Source text:
** Start **

Yeah ... the _real_ story is that RC2 is bombing Greenland _with train loads of the molds_ for Polar Lights kits -- Da Queen is just consulting on things such as potential targets and how many locomotives for each train, etc.

Please make sure you get irrefutable facts such as these correct; it is of *vital* importance!

Qapla'

SSB


----------



## abacero (Oct 24, 2005)

*Let me check...*

I was reading all over the PL return... the Jedi returned... McArthur returned...Spock returned... so Why PL can not return?  

And, by the way, we will have a Modelers Convention here in Albuquerque on Friday and Saturday. If I have some news, I will post it. Is Called Chile-Con for the IPMS Region 10. Hope any of you can pay a visit. :thumbsup: 

Regards,

Abacero


----------



## iamweasel (Aug 14, 2000)

sbaxter said:


> Yeah ... the _real_ story is that RC2 is bombing Greenland _with train loads of the molds_ for Polar Lights kits -- Da Queen is just consulting on things such as potential targets and how many locomotives for each train, etc.
> 
> Please make sure you get irrefutable facts such as these correct; it is of *vital* importance!
> 
> ...


Why should we let facts get in the way, they haven't tended to matter lately.


----------



## JamesDFarrow (Sep 18, 1999)

Bomb Canada with PL kits!

:thumbsup: 

James


----------



## Zorro (Jun 22, 1999)

Henceforth, the green beans served in the Polar Lights cafeteria will be re-christened ... _*PATRIOT PODS!!!*_


----------



## Cougar184 (Jan 8, 2002)

the little voices in my head told me that PL is going to come out with a 1/350th scale Ent-E


----------



## THRUSH Central (Feb 20, 2003)

** End **

Extracted information:
** Start **

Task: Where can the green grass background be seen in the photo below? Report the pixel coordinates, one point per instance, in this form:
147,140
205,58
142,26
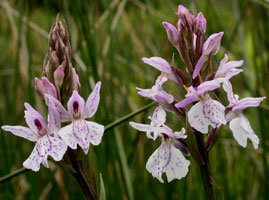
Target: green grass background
108,39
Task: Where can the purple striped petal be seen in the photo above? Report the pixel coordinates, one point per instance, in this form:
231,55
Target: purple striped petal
207,86
55,104
247,102
66,133
172,33
199,65
209,112
96,132
187,101
22,131
34,120
44,147
167,159
75,105
93,101
162,65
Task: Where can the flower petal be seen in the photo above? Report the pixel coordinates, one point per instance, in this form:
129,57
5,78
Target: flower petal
54,119
66,133
207,86
34,160
75,105
140,127
45,146
162,65
92,101
48,87
33,119
186,101
242,130
227,86
199,65
248,102
212,44
209,112
55,104
96,132
159,115
172,33
22,131
167,159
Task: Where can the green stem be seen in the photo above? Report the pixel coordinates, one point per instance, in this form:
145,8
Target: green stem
205,168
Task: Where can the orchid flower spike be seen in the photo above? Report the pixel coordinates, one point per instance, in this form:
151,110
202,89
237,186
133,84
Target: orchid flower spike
239,123
41,133
227,70
211,47
207,111
156,93
167,158
80,131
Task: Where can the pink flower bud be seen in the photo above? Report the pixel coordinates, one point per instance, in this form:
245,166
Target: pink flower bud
172,33
76,83
59,76
44,86
200,24
38,87
186,18
212,44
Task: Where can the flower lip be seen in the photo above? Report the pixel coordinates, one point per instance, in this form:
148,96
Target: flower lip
41,131
75,106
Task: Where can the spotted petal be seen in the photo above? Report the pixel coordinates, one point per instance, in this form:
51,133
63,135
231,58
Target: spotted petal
66,133
162,65
96,132
32,117
242,130
22,131
92,101
247,102
209,112
45,146
75,105
167,159
55,104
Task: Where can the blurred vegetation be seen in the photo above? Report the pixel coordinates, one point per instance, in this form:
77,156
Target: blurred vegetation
108,39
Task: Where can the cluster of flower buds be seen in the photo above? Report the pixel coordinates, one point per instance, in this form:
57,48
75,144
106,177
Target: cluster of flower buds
202,113
59,85
57,64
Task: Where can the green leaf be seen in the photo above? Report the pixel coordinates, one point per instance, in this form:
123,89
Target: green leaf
102,195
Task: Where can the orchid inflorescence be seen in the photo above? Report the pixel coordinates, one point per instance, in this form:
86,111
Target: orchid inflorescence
206,114
55,88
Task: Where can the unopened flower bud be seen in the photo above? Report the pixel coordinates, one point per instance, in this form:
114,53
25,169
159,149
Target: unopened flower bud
44,86
186,18
76,83
200,24
211,47
212,44
59,76
172,33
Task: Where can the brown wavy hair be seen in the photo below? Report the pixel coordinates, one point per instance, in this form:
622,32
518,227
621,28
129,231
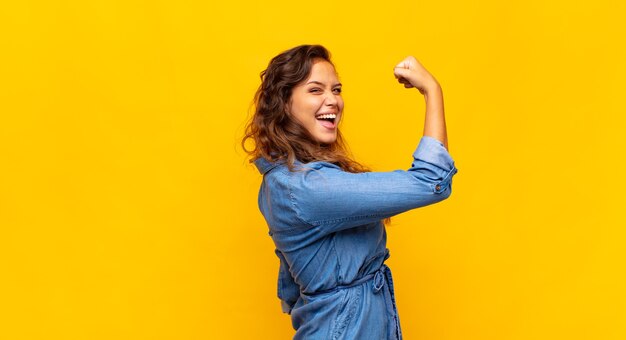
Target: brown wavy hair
277,136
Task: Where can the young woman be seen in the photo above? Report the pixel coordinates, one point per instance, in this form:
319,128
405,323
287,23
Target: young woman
324,210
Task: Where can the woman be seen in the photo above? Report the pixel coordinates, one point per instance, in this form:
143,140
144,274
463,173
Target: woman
325,210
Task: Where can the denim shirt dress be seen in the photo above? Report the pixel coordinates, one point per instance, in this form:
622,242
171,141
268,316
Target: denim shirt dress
327,227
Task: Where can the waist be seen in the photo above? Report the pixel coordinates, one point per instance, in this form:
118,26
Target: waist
378,277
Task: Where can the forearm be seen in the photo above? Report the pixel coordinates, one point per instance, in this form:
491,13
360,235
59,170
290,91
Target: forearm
434,120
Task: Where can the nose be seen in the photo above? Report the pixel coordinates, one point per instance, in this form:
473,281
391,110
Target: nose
331,99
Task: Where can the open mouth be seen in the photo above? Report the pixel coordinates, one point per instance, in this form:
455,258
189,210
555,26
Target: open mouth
327,120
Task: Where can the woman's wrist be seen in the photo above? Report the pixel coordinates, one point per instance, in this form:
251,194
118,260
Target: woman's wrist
432,88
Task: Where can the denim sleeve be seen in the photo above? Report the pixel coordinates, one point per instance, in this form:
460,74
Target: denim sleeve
329,198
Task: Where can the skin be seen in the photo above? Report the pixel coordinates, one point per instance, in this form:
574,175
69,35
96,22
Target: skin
319,94
412,74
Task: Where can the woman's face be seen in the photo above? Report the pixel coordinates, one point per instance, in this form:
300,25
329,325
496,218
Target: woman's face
316,103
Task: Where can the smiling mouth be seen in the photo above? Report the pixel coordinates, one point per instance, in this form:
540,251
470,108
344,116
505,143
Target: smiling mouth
328,117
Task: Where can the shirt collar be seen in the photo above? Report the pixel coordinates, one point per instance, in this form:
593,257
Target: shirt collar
264,165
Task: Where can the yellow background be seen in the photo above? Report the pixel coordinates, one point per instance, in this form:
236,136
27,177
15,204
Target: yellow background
128,210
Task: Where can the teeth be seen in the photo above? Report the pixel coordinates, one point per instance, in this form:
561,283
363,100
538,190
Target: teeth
327,116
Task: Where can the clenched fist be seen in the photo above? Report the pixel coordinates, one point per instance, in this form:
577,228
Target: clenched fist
412,74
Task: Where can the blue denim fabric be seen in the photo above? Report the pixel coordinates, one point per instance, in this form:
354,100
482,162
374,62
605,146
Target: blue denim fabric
327,227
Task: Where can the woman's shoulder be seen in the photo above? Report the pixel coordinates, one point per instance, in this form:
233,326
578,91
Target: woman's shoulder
266,166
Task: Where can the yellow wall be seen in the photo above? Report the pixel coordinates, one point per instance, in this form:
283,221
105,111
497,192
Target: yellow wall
128,211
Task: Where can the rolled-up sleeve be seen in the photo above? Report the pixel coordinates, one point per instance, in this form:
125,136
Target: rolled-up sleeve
326,197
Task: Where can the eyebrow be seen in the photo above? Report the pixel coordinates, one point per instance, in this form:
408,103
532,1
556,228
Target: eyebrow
320,83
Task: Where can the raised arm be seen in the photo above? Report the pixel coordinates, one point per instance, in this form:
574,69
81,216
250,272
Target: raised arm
412,74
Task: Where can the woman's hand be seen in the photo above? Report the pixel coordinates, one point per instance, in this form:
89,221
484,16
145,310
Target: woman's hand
412,74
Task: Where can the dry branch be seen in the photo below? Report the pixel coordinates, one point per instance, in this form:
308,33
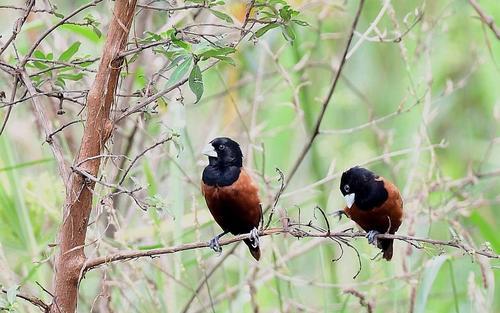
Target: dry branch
485,18
33,300
325,103
294,231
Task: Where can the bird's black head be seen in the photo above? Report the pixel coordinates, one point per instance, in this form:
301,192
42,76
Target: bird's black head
224,162
224,152
363,188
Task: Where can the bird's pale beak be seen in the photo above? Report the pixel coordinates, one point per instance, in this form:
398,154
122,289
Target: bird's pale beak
210,151
349,199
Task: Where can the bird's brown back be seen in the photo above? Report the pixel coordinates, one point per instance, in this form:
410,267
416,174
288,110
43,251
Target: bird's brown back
384,218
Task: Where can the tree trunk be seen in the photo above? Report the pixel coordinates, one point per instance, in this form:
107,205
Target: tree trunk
98,128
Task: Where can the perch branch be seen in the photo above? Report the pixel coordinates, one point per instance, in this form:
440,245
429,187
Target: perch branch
294,231
33,300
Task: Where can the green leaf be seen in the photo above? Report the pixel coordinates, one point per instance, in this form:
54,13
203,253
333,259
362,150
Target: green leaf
84,31
487,228
222,16
97,31
179,43
180,71
430,272
175,62
288,33
301,23
11,294
39,54
217,52
225,59
264,29
68,53
196,82
39,65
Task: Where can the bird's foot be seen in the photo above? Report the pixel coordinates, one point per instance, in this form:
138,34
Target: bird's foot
371,236
215,245
338,214
254,237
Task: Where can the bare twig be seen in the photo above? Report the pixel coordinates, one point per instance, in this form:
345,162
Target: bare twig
18,25
294,231
31,299
140,155
325,103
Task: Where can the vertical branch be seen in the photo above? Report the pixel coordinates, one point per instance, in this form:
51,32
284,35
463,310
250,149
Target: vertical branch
325,103
98,128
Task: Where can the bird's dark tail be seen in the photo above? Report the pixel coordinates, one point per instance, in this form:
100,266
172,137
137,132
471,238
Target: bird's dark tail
254,251
386,246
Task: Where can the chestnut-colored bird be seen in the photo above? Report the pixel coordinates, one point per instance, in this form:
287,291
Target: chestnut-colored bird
374,203
231,195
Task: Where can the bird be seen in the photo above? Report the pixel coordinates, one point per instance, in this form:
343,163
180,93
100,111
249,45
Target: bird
374,203
231,194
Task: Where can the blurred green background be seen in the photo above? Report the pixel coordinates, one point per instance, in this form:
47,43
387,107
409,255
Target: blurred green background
422,111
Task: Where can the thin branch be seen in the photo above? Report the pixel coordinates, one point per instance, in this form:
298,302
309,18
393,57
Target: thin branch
324,106
33,300
485,18
294,231
18,25
47,128
140,155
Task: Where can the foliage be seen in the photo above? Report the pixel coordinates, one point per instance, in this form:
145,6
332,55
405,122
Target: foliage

** End **

Tasks to carry out:
**A.** In the forum thread about Polar Lights kits, what is the modelers convention in Albuquerque called?
**B.** Continue the forum thread about Polar Lights kits from the point where it stops.

Answers to the exercises:
**A.** It is called Chile-Con, for IPMS Region 10.

**B.**
Actually, THIS is the rumor that got the CIA official fired! It wasn't suppose to leak! (At least this early!)

GREAT way to start a thread! Very inventive!

Now, about the MAN from UNCLE DVDS and the rights to the program... the latest word is that they are "working on it!" Del Flora told me himself... T.U.C.


----------



## Lloyd Collins (Sep 25, 2004)

It is official now! I haven't a clue what is going on.


----------



## RogueJ (Oct 29, 2000)

Well...if it looks like a duck, walks like a duck and quacks like a......waitdaminute who in the hell want to build a model of a duck?

What was the fequency Dan Rather?

Rogue


----------



## iamweasel (Aug 14, 2000)

Curse PL and their weapons of mass construction!!!


----------



## Cro-Magnon Man (Jun 11, 2001)

To be serious for a moment, when the hobby shop owner said it was "the guy from Indiana", might he not just have meant Woody from 'Cheers'?


----------



## Dave Metzner (Jan 1, 1970)

Rumors partially founded in truth , perhaps.
The truth is that RC-2 DID spin off the Slot Car and Action Figure portions of Playing Mantis.
They sold those operations back to Tom Lowe.....
Slot cars are Hobby items but not quite Polar Lights model kits.......

I think somebody has it half right......Tom Lowe did re-acquire parts of what was Playing Mantis --- but not Polar Lights (not for now anyway).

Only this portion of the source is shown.